▶ _EXERCISE PROMPT_
Repeat each record exactly. Any picture gets left out.

[Photo-based point labeling data]

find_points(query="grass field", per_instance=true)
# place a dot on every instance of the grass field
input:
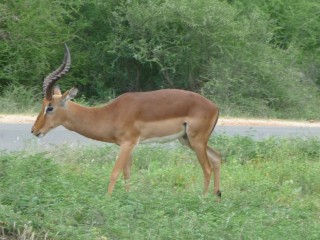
(271, 190)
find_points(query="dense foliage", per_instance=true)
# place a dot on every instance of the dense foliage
(248, 56)
(61, 194)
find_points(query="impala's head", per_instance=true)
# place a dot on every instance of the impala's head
(54, 104)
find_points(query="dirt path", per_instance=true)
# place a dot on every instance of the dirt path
(222, 121)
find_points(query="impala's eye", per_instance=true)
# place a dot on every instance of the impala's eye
(49, 109)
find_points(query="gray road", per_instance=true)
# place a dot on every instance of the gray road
(14, 137)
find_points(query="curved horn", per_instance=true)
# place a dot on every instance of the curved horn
(52, 78)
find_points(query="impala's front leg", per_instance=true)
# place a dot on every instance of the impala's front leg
(121, 162)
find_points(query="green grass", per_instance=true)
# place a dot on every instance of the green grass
(270, 190)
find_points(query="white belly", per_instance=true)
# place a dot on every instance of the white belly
(164, 139)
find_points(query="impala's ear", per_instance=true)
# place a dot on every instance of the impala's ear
(68, 95)
(56, 90)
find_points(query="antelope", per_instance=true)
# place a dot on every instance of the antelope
(133, 118)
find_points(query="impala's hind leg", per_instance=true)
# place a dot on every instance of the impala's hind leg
(209, 160)
(127, 173)
(215, 160)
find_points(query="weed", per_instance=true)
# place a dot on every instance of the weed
(270, 191)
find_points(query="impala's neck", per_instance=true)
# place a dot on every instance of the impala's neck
(88, 122)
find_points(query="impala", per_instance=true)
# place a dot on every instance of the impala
(133, 118)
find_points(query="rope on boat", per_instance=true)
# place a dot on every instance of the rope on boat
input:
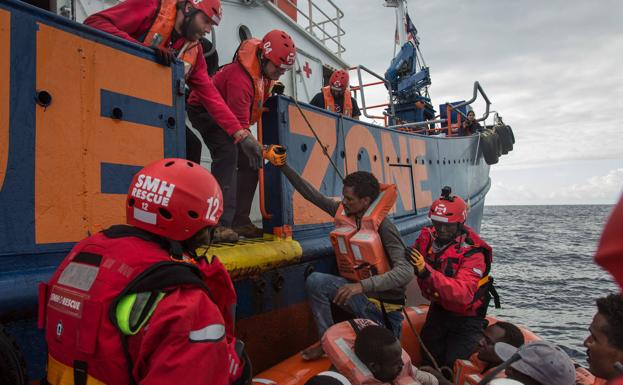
(324, 149)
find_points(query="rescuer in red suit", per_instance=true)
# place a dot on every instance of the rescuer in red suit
(452, 265)
(173, 29)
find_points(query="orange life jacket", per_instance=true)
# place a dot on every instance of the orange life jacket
(339, 341)
(247, 56)
(329, 101)
(359, 252)
(159, 35)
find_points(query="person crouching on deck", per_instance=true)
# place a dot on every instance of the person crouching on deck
(374, 289)
(452, 264)
(336, 96)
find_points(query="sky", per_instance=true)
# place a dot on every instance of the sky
(553, 69)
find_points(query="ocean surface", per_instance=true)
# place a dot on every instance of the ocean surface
(544, 270)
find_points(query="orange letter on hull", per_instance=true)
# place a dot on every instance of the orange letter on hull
(305, 212)
(400, 176)
(360, 137)
(73, 139)
(5, 86)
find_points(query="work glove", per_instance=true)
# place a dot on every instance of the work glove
(253, 150)
(416, 259)
(275, 154)
(278, 88)
(164, 56)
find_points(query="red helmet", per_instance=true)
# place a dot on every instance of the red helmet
(339, 80)
(212, 8)
(448, 208)
(278, 47)
(610, 251)
(174, 198)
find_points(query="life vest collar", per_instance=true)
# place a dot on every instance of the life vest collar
(357, 244)
(248, 55)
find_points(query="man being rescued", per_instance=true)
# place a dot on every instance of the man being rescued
(369, 252)
(336, 96)
(452, 264)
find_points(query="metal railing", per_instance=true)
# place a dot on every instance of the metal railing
(450, 127)
(318, 22)
(361, 87)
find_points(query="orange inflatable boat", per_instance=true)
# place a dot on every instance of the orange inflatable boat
(296, 371)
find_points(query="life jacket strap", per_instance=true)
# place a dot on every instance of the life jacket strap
(80, 372)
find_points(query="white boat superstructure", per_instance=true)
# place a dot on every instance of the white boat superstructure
(315, 26)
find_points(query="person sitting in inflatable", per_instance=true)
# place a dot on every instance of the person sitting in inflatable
(369, 354)
(484, 358)
(328, 378)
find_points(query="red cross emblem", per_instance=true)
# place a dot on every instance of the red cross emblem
(307, 69)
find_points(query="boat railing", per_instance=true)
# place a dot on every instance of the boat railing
(361, 88)
(446, 125)
(321, 20)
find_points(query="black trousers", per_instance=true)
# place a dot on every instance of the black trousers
(449, 336)
(230, 166)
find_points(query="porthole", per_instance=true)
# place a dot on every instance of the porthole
(244, 33)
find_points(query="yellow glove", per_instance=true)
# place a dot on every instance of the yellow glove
(416, 259)
(275, 154)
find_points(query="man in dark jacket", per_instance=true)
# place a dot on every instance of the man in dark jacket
(245, 85)
(365, 298)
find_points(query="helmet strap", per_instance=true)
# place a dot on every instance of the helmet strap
(176, 250)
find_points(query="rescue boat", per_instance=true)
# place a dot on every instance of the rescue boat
(81, 111)
(296, 371)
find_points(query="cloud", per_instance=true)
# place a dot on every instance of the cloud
(600, 189)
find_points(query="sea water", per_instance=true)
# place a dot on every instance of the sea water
(544, 270)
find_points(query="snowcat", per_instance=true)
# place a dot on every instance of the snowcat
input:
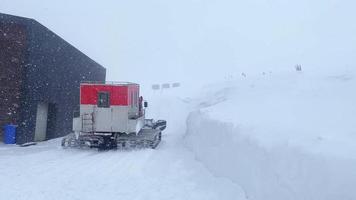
(112, 115)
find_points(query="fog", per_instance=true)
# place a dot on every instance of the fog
(200, 41)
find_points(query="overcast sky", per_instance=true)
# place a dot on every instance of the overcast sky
(187, 40)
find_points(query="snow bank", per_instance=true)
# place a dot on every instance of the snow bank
(279, 138)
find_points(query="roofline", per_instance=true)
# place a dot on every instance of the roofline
(33, 21)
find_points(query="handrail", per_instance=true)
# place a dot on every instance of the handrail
(108, 83)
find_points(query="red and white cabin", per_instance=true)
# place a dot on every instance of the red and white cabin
(109, 108)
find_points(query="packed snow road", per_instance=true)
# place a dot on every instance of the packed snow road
(46, 171)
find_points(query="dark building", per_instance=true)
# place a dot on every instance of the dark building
(40, 75)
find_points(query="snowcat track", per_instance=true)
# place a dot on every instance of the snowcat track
(147, 138)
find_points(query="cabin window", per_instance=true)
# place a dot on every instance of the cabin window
(103, 99)
(132, 100)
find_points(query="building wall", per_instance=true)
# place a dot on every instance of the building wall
(12, 55)
(52, 70)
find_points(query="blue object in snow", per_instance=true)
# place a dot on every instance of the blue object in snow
(10, 134)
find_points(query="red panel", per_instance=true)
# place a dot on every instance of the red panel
(118, 94)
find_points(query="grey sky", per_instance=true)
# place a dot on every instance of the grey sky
(186, 40)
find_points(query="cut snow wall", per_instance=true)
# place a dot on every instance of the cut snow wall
(282, 172)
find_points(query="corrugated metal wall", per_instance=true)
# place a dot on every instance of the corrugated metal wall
(38, 67)
(12, 47)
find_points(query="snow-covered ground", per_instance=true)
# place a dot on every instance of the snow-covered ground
(267, 136)
(46, 171)
(280, 136)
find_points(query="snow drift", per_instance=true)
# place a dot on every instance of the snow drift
(279, 136)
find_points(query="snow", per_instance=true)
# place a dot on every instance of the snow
(46, 171)
(264, 136)
(279, 136)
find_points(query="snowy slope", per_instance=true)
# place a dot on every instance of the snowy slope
(46, 171)
(279, 136)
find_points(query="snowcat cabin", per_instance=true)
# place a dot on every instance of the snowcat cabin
(102, 106)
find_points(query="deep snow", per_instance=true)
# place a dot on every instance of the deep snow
(267, 136)
(280, 136)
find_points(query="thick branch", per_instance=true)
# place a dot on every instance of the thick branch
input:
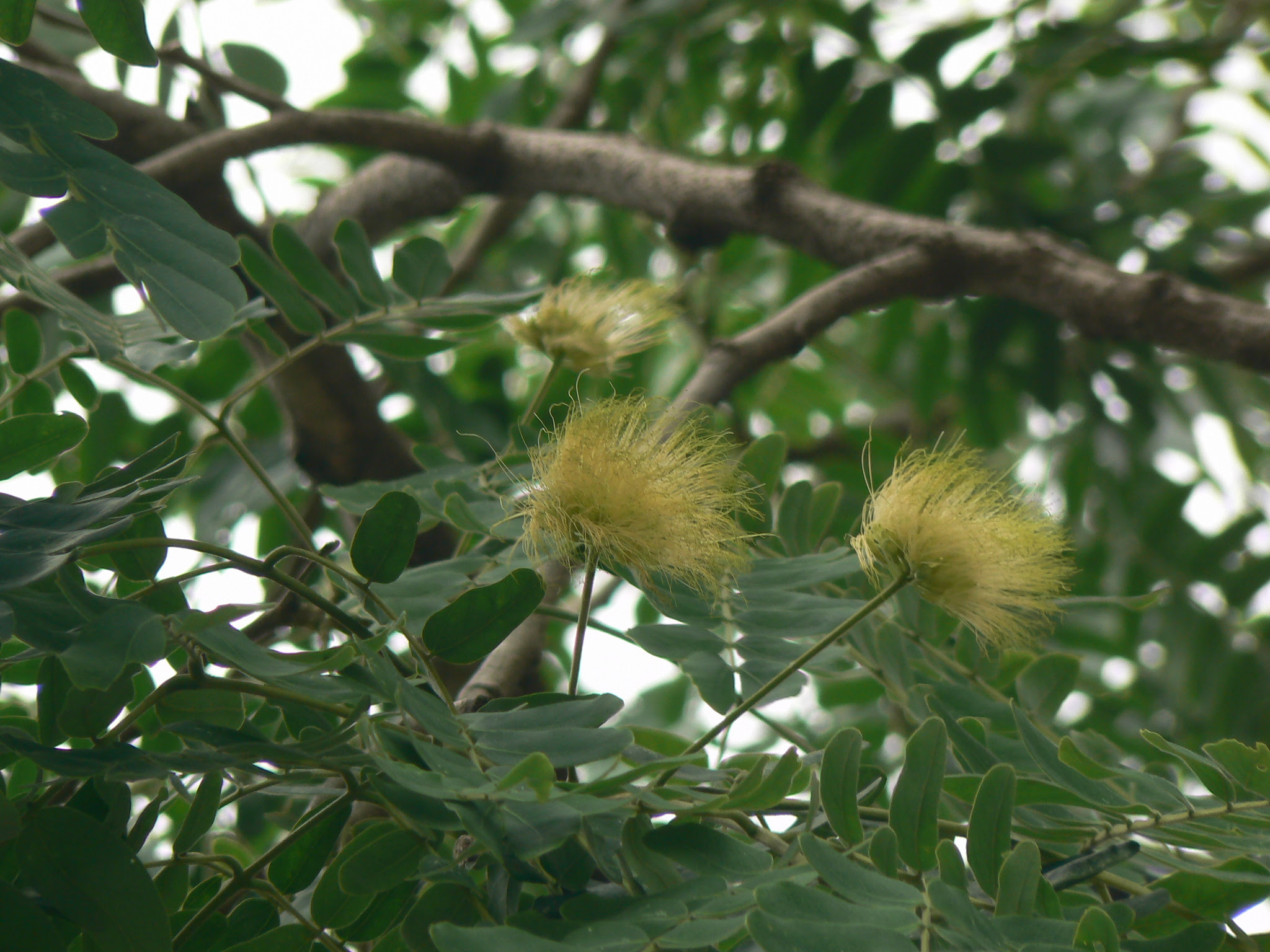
(703, 202)
(730, 361)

▶ _PROBLEM SOLUTION_
find_points(query="grass field", per_instance=true)
# place a dot on every instance of the grass field
input:
(271, 190)
find_points(query="dense foliage", per_instance=true)
# place a dot on every instance of the dense foliage
(248, 56)
(61, 194)
find_points(query="impala's head", per_instance=true)
# place a dot on every instance of the impala's head
(54, 104)
find_points(query="dirt path", per_instance=true)
# place a dot on every instance of the dirt path
(222, 121)
find_points(query="impala's eye", per_instance=true)
# place a dot on every instance of the impala's eye
(49, 109)
find_points(query="gray road", per_instance=true)
# place a dot on every instance of the gray road
(14, 137)
find_points(query="curved horn", per_instance=true)
# place a dot on every instance of the curved horn
(52, 78)
find_points(query="impala's front leg", per_instance=true)
# place a dot on every instance of the impala's front leg
(121, 162)
find_points(query="green grass", per_instance=true)
# place a dot on every instance of the green grass
(270, 190)
find_points(query="white belly", per_instance=true)
# place a dot on every instance of the white belly
(164, 139)
find_points(query="impala's ear", per_instance=true)
# place a dot on every instance of the impala's ear
(68, 95)
(56, 90)
find_points(query="antelope", per_instance=true)
# place a dot on every instance of the antelope
(133, 118)
find_points(query="impala's hind leg", per_instance=true)
# place a dot on every instance of the impala's hind leg
(209, 160)
(127, 173)
(215, 160)
find_points(query="weed", per_instance=true)
# place a dot on every instance of the weed
(270, 191)
find_points(query="impala's neck", per_instance=true)
# place a dot on every instance of the impala's neck
(88, 122)
find_points(query="impala", per_instance=true)
# place a dot on every instance of the impala
(133, 118)
find_points(query="rope on boat", per_instance=true)
# place a dot on every instance of the rope on boat
input:
(324, 149)
find_points(query="rescuer in red suit", per_instance=true)
# place a dot on every instance of the rescuer in red suit
(452, 265)
(173, 29)
find_points(query="orange life jacket", per_instance=true)
# place a dot on every instance of the orange life jacket
(339, 341)
(247, 56)
(329, 101)
(359, 252)
(159, 35)
find_points(query="person crouching on deck", per_instance=true)
# place a dot on every instance of the person crouching on deck
(374, 289)
(452, 264)
(336, 96)
find_points(query="sky", per_instance=true)
# place a dot on every instance of the sky
(553, 69)
find_points(query="ocean surface", per_instance=true)
# place a dot on every instance of the ocean surface
(544, 270)
find_points(query="orange letter on hull", per_instance=true)
# place a dot on every instance of the orange letter on hull
(305, 212)
(400, 176)
(360, 137)
(73, 139)
(5, 86)
find_points(query="work glove", per_instance=true)
# place a dot on every instance of the work glove
(253, 150)
(416, 259)
(275, 154)
(278, 88)
(164, 56)
find_points(query="red helmet", per_instance=true)
# place a dot on every instance of the red helmet
(339, 80)
(212, 8)
(448, 208)
(278, 47)
(610, 251)
(174, 198)
find_points(query="life vest collar", per_instance=true)
# place a dot on every instance of the life vest collar
(357, 244)
(248, 55)
find_points(query="man being rescued", per_instance=true)
# place a dot on every instance of the man being rescued
(369, 252)
(336, 96)
(452, 264)
find_points(query="metal railing", per_instance=true)
# place a dot on every instance of the metal railing
(450, 127)
(318, 22)
(361, 87)
find_points(query="orange inflatable boat", per_instance=true)
# place a dot on every instance of the orange inflatable boat
(296, 371)
find_points(query="life jacket strap", per_instance=true)
# place a dot on every instance of the life jacket strap
(80, 372)
find_points(query="white boat superstructure", per_instance=true)
# place a dot on every instance of the white boat superstructure
(315, 26)
find_points(query="person sitting in inflatable", per_instance=true)
# place a dot on every instance of the person sitting in inflatable
(369, 354)
(484, 358)
(328, 378)
find_points(query="red cross emblem", per_instance=true)
# place a dot on every instance of the red cross emblem
(307, 69)
find_points(query="boat railing", per_instance=true)
# place a dot on every instance of the boat railing
(361, 88)
(446, 125)
(321, 20)
find_points(query="black trousers", per_instance=true)
# place a dot on every instance of the black trousers
(449, 336)
(230, 166)
find_points(query="porthole", per_instance=true)
# place a dot on every instance of the porthole
(244, 33)
find_points(query="yellow glove", per_instance=true)
# place a dot on every instance of the yellow glove
(416, 259)
(275, 154)
find_points(query="man in dark jacket", per_instance=true)
# place a dot on every instance of the man in dark jacket
(245, 85)
(365, 298)
find_points(query="helmet strap", per_instance=true)
# place a dot on every instance of the helmet strap
(176, 250)
find_points(query="rescue boat", per_instance=true)
# place a dot on every instance of the rescue boat
(81, 111)
(296, 371)
find_points(query="cloud", per_instance=true)
# place a dot on every instance of the cloud
(600, 189)
find_points(query="sea water", per_instance=true)
# place a dot on every instance of the sea water
(544, 270)
find_points(query="snowcat", per_instance=true)
# place a dot on every instance of the snowcat
input:
(112, 115)
find_points(query="fog", per_instance=true)
# place a dot on every instance of the fog
(200, 41)
find_points(query="overcast sky", per_instance=true)
# place a dot on every instance of the overcast sky
(187, 40)
find_points(query="snow bank", per_instance=true)
# place a dot on every instance of the snow bank
(279, 138)
find_points(query="roofline", per_instance=true)
# place a dot on every instance of the roofline
(33, 21)
find_points(query="handrail", per_instance=true)
# place a dot on every instance of the handrail
(108, 83)
find_points(query="red and white cabin", per_instance=true)
# place a dot on every instance of the red and white cabin
(109, 108)
find_points(query="packed snow road", per_instance=true)
# place a dot on every instance of the packed snow road
(46, 171)
find_points(query="dark building", per_instance=true)
# place a dot on every instance of the dark building
(40, 75)
find_points(query="snowcat track", per_instance=true)
# place a dot on every instance of the snowcat track
(147, 138)
find_points(query="cabin window", per_instance=true)
# place a dot on every instance of the cabin window
(103, 99)
(132, 100)
find_points(query="building wall", per_instance=true)
# place a dot on every instance of the building wall
(12, 55)
(52, 70)
find_points(query="blue object in snow", per_instance=true)
# place a dot on every instance of the blue object in snow
(10, 134)
find_points(query="red panel", per_instance=true)
# place a dot on every instance of the red panel
(118, 94)
find_points(query="grey sky", per_instance=true)
# place a dot on every instance of the grey sky
(186, 40)
find_points(query="cut snow wall", per_instance=true)
# place a dot on every instance of the cut snow wall
(282, 172)
find_points(query="corrugated metal wall", per_instance=true)
# place a dot on every instance of the corrugated metal wall
(38, 67)
(12, 47)
find_points(query="snow-covered ground", per_instance=true)
# place a dot on every instance of the snow-covered ground
(267, 136)
(46, 171)
(280, 136)
find_points(query="snow drift", per_instance=true)
# place a dot on every instance of the snow drift
(279, 136)
find_points(query="snow", per_instance=true)
# place a dot on every instance of the snow
(46, 171)
(264, 136)
(279, 136)
find_points(query="snowy slope", per_instance=true)
# place a dot on every instance of the snowy slope
(46, 171)
(279, 136)
find_points(query="snowcat cabin", per_instance=true)
# place a dot on every instance of the snowcat cabin
(102, 106)
find_points(query="deep snow", per_instance=true)
# place a dot on every instance of the deep snow
(267, 136)
(280, 136)
find_points(query="thick branch", per_instance=true)
# place a dot on every instance of the thick branch
input:
(703, 202)
(730, 361)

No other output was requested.